- _Text extract_

════

Skip to main content

Core Concepts

Understand the architecture and key concepts of the Estuary SDK to build effective conversational AI experiences.

SDK Architecture

The Estuary SDK is organized into three main layers:

┌─────────────────────────────────────────────────────────────────┐
│ Your Application │
├─────────────────────────────────────────────────────────────────┤
│ │
│ COMPONENTS LAYER (High-Level API) │
│ ┌──────────────────────────────────────────────────────────┐ │
│ │ EstuaryCredentials │ EstuaryCharacter │ EstuaryMicrophone│ │
│ │ EstuaryManager │ EstuaryActionManager │ │
│ └──────────────────────────────────────────────────────────┘ │
│ │ │
│ CORE LAYER (Low-Level) │ │
│ ┌──────────────────────────↓──────────────────────────────┐ │
│ │ EstuaryClient │ EstuaryConfig │ EstuaryEvents │ │
│ └─────────────────────────────────────────────────────────┘ │
│ │ │
│ UTILITIES │ │
│ ┌──────────────────────────↓──────────────────────────────┐ │
│ │ AudioConverter │ Models (BotResponse, SessionInfo) │ │
│ └─────────────────────────────────────────────────────────┘ │
│ │
└─────────────────────────────────────────────────────────────────┘

▼ WebSocket (Socket.IO v4)

════

- _Data section_
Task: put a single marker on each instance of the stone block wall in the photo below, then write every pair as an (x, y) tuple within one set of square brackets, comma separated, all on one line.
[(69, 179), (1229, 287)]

════

- _Given instruction 1_
On the Core Concepts page, what connection appears beneath the architecture diagram?
- _Given instruction 2_
List every class that the Core Concepts page places in the Components Layer.

- _Expected output 1_
A WebSocket connection using Socket.IO v4.

- _Expected output 2_
EstuaryCredentials, EstuaryCharacter, EstuaryMicrophone, EstuaryManager, EstuaryActionManager